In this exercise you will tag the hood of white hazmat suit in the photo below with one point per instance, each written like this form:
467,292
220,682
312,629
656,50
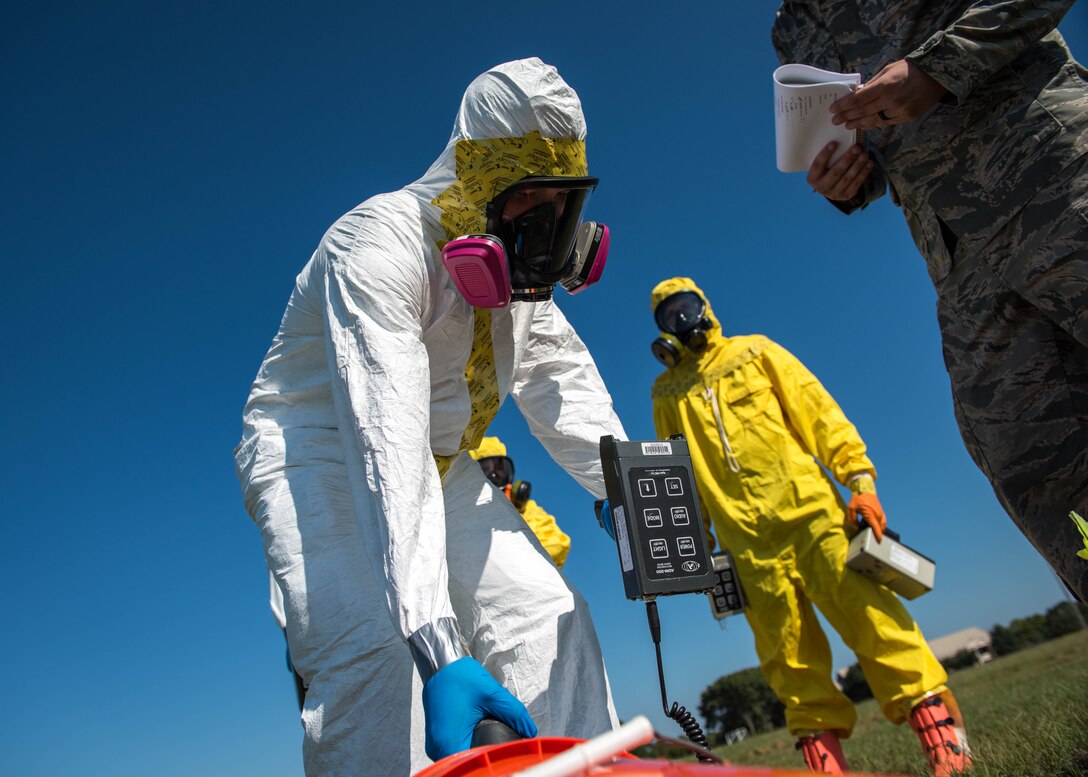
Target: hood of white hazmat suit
368,369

· · ·

Task to carry out: Retype the entries above word for word, leaving out the pictures.

Reply:
In this exercise you will tag the hood of white hazmat suit in the photo below with one point per instance, each written like this form:
467,292
220,682
312,629
656,50
Target: hood of white hazmat suit
368,369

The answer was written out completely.